AUFGABEN:
• A. Schreib aus dem Text über die Proteste in Deutschland das Stück von „Wir erleben aber“ bis „imperialistischen Ländern.“ Wort für Wort ab.
• B. Beantworte mit dem Text über die Proteste in Deutschland diese Fragen:
(i) Wie viele Teilnehmer hatten die Volkskämpfe in Deutschland im Oktober?
(ii) Wie viele Kolleginnen und Kollegen nahmen an den Herbstaktionen der Gewerkschaft teil?
(iii) Wie viel Prozent der Bildungsausgaben wurden in Italien gestrichen?
• C. Führ den Text über die Proteste in Deutschland nach seinem letzten Satz weiter.

TEXT ZUM LESEN:
Wir erleben aber auch eine Belebung der
Verteidigung der natürlichen Umwelt, weil die Abwälzung der Krisenlasten
einhergeht mit der Einschränkung der erkämpften Maßnahmen zum Schutz
der natürlichen Umwelt, wie sie noch vor der Krise beschlossen waren,
obwohl selbst diese völlig unzureichend waren. Das alles führt
gegenwärtig zu einem neuen Schub in der Destabilisierung in den
imperialistischen Ländern.
Auch in Deutschland ist dieser
Stimmungsumschwung eine Tatsache, auch wenn er in Dimension und Härte
der daraus folgenden Kämpfe noch nicht mit Italien, Griechenland oder
Frankreich vergleichbar ist. Die Volkskämpfe in Deutschland haben sich
von durchschnittlich 122.000 Teilnehmern im Zeitraum von Januar bis
August sprunghaft erhöht auf 446.370 im September und 477.260 im
Oktober. BDI-Chef Keitel klagte auf die Frage, ob es nicht überhöht sei,
wenn er "den Widerstand gegen 'Stuttgart 21' als Symbol für den
Widerstand gegen jeden technischen Fortschritt" bezeichnet: "Wenn
es ein Einzelfall wäre, könnte man das so sehen. Aber massiver
Widerstand ist eher die Regel als die Ausnahme. Wir haben mittlerweile
überall in Deutschland Proteste und Widerstand, egal, um welches Projekt
es geht … Die Krise hat viel Vertrauen gerade in die Finanzwirtschaft
zerstört. Dieses latente Misstrauen durchzieht nun alle Bereiche der
Wirtschaft." ("Frankfurter Rundschau", 15. 10. 2010)
Auch unter
den Arbeitern entwickeln sich wichtige Kämpfe gegen die Abwälzung der
Krisenlasten, den Abbau von Arbeitsplätzen oder gegen die Nichtübernahme
der Lehrlinge nach der Ausbildung sowie gegen die Verlagerung von
Arbeitsplätzen ins Ausland. An den Herbstaktionen der Gewerkschaft gegen
die Regierungspolitik nahmen 163.000 Kolleginnen und Kollegen teil. Der
Unmut richtet sich insbesondere gegen Kernpunkte der
verschärften Ausbeutung: Versuche der weiteren Flexibilisierung
der Arbeitszeit, Ausdehnung der Regelarbeitszeit auf das Wochenende
usw. Der Auslösung und Führung von Arbeiterkämpfen stehen angesichts
immensen Ausbeutungsdrucks in den Betrieben, Maßregelungen, Mobbing und
uneingeschränkten Krisenabkommen der rechten Gewerkschaftsspitze
naturgemäß viel größere Hürden entgegen als einer Demonstration auf der
Straße. Dass in Deutschland die Arbeiterkämpfe noch nicht so entwickelt
sind wie in einigen anderen europäischen Ländern, hat auch etwas mit der
deutlichen wirtschaftlichen Belebung in Deutschland zu tun, die
aufgrund des hohen Exportanteils an der wirtschaftlichen Belebung
insbesondere der BRIC-Staaten teilhaben kann. Vor diesem Hintergrund
geht die Regierung nicht so radikal gegen die Interessen der breiten
Massen vor wie zum Beispiel in Italien, wo 20 Prozent der
Bildungsausgaben gestrichen wurden, oder in anderen Ländern, wo 15 oder
20 Prozent Lohn- und Gehaltskürzungen für Beschäftigte im öffentlichen
Dienst erfolgten. Aber auch in Deutschland wird sich diese Situation
noch ändern. Die Krisenentwicklung in anderen europäischen Ländern wird
unmittelbar den deutschen Bundeshaushalt belasten und somit auch den
Spielraum für krisendämpfende Maßnahmen einschränken und die
wirtschaftliche Situation in Deutschland kann sich schnell ändern, wenn
die Exportmöglichkeiten eingeschränkt werden.

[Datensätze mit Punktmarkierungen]
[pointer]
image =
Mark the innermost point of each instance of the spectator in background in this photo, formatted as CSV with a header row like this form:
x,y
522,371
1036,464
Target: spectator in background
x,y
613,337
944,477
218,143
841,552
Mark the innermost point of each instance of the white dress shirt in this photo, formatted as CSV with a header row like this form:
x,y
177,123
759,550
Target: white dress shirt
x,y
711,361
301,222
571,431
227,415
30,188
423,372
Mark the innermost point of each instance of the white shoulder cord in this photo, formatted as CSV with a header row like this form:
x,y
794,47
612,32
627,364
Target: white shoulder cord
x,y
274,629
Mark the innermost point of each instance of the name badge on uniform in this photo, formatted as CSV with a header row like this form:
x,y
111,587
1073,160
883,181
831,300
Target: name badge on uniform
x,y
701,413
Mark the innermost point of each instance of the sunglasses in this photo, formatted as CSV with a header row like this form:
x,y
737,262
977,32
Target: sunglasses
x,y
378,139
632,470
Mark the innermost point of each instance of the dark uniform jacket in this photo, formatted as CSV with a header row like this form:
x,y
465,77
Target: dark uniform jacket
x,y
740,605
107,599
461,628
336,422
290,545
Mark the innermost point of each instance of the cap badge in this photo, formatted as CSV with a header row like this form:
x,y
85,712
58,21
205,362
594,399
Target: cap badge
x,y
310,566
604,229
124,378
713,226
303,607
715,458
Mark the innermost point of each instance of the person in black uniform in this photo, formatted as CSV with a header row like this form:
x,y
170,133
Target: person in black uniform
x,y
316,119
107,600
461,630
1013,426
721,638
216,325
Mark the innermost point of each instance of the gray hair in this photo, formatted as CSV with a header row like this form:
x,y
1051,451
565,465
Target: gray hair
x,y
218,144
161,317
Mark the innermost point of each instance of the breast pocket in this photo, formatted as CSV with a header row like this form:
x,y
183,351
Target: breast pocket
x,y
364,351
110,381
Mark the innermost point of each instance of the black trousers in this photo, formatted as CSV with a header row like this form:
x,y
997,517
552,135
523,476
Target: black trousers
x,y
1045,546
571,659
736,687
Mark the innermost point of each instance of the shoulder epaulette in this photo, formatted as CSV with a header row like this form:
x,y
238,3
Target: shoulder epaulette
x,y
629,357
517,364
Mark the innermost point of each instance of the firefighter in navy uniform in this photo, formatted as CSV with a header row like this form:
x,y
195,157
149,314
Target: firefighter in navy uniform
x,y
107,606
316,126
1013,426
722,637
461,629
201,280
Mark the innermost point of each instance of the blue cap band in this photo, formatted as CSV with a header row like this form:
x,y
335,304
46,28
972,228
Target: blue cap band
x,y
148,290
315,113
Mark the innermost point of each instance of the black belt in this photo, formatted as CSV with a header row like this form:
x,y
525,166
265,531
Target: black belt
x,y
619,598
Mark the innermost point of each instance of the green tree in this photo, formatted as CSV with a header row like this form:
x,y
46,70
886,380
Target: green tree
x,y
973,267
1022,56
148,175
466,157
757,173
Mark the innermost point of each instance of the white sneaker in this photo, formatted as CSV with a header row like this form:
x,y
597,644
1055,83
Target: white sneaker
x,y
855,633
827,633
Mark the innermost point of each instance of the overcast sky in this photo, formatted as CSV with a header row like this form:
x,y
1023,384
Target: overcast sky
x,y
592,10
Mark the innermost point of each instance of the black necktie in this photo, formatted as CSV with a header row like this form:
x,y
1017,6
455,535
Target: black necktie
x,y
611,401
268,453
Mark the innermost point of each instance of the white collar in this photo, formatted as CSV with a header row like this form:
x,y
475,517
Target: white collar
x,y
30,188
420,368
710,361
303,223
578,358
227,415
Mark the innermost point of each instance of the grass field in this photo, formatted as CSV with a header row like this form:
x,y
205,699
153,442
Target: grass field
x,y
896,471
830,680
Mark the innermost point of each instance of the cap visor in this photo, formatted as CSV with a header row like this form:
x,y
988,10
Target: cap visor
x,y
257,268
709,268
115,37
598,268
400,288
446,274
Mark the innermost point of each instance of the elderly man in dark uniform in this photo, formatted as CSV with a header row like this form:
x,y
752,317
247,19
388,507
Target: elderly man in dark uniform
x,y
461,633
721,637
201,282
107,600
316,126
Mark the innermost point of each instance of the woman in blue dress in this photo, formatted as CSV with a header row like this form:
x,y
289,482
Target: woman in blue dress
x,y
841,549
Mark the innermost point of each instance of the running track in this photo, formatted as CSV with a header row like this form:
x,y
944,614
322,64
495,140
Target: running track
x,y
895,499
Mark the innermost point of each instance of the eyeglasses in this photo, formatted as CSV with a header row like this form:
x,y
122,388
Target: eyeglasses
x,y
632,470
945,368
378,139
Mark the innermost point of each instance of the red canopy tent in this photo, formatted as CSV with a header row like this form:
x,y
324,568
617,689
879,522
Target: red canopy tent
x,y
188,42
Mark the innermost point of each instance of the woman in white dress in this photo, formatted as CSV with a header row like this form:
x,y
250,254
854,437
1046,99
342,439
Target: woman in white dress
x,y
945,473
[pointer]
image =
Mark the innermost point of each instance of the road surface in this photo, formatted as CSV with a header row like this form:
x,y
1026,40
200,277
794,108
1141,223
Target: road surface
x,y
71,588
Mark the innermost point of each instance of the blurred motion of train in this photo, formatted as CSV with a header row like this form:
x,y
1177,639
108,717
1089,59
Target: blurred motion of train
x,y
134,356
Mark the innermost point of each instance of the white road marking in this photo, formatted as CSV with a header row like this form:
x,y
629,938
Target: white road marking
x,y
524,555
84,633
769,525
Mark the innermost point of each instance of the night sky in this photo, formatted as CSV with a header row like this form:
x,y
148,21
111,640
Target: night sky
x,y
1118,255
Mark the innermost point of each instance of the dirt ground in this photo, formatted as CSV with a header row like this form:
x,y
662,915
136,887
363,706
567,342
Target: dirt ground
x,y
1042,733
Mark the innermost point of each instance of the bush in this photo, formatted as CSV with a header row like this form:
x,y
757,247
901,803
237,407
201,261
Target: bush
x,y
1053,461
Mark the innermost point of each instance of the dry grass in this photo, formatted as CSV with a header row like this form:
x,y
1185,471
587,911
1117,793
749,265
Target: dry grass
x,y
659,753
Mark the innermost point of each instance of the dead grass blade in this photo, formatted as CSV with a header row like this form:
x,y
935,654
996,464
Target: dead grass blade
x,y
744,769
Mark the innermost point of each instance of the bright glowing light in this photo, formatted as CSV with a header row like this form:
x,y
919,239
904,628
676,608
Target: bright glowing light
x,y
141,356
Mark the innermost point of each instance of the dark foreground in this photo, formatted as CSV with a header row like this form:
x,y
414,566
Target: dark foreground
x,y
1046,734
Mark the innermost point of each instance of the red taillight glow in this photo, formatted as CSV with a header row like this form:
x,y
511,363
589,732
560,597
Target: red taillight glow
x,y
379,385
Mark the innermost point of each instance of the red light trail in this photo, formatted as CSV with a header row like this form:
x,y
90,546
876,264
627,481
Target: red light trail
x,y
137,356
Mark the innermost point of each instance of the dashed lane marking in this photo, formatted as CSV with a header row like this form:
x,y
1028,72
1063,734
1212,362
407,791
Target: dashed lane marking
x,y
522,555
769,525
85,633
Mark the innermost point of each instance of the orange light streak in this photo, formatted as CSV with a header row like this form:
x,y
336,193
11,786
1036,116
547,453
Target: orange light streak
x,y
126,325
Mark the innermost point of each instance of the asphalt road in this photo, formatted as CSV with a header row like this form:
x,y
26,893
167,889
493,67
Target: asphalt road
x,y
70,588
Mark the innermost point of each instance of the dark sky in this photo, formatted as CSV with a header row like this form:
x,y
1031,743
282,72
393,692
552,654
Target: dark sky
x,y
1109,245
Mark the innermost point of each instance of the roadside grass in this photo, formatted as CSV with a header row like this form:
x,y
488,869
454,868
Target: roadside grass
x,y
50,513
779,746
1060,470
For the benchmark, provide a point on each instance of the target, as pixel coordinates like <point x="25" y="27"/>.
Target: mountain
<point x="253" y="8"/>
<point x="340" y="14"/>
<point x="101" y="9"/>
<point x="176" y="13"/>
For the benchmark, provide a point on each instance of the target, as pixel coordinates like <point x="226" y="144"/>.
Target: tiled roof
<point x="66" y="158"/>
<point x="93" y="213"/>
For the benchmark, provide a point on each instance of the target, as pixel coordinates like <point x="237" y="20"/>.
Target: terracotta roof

LÖSUNGEN:
• A.
Wir erleben aber auch eine Belebung der
Verteidigung der natürlichen Umwelt, weil die Abwälzung der Krisenlasten
einhergeht mit der Einschränkung der erkämpften Maßnahmen zum Schutz
der natürlichen Umwelt, wie sie noch vor der Krise beschlossen waren,
obwohl selbst diese völlig unzureichend waren. Das alles führt
gegenwärtig zu einem neuen Schub in der Destabilisierung in den
imperialistischen Ländern.

• B.
(i) 477.260
(ii) 163.000
(iii) 20 Prozent

• C.
Rote Fahne: Die Manöver, aber auch die Angreifbarkeit der Regierung hat man deutlich am Bergbau gesehen, wo die EU erst einmal aus Angst vor Bergarbeiterkämpfen in Spanien und Deutschland zurückstecken musste.
Stefan Engel: Das stimmt. Im Sommer hat die EU-Kommission eine Entscheidung getroffen, mit Zechenstilllegungen bis 2014 den Steinkohlebergbau in Deutschland auslaufen zu lassen. Mit unserer Unterstützung wurde das unter den Bergleuten bekannt gemacht und für einen Kampf mobilisiert. Die IG BCE und auch die Bundesregierung konnten den Kampfwillen der Leute nur beruhigen, indem sie sich mächtig ins Zeug legten und den EU-Kommissionsbeschluss vom Juni wieder kippten. Jetzt wird die Kohle doch bis 2018 weiterproduziert. Allerdings hat die EU-Kommission durchgesetzt, dass jetzt der Kohlebergbau endgültig bis 2018 ausläuft und in dieser Zeit eine verschärfte Ausbeutung der Bergleute stattfinden soll. Es wird sich zeigen, ob der Plan von der reibungslosen Stilllegung der Kohlezechen von Deutschland aufgehen wird.
Rote Fahne: Was ist eigentlich davon zu halten, dass die Regierung immer wieder von der niedrigsten Arbeitslosigkeit in Deutschland seit der Wiedervereinigung spricht?
Stefan Engel:
Hier wird viel Kraft und Ideenreichtum verwendet, um das wahre
Ausmaß der Arbeitslosigkeit zu vertuschen. Die Regierung verweist auf
41,09 Millionen Erwerbstätige bzw. 28,28 Millionen
sozialversicherungspflichtig Beschäftigte – mehr als je zuvor. Doch um
welche Art von Beschäftigten handelt es sich wirklich? Von Januar bis
Juni stieg die Zahl der sozialversicherungspflichtig Beschäftigten um
250.000. Davon waren 120.000 Leiharbeitsplätze. Das heißt: Fast jeder
zweite neue Arbeitsplatz wurde von einem Leiharbeiter besetzt. Es gibt
inzwischen 900.000 Leiharbeiter, gut 100.000 mehr als vor der Krise. Die
Unternehmen nutzen zudem die mit Hilfe der früheren
SPD/Grünen-Regierung eingeführten Hartz-Gesetze, um Vollzeitstellen
durch Teilzeitstellen zu ersetzen.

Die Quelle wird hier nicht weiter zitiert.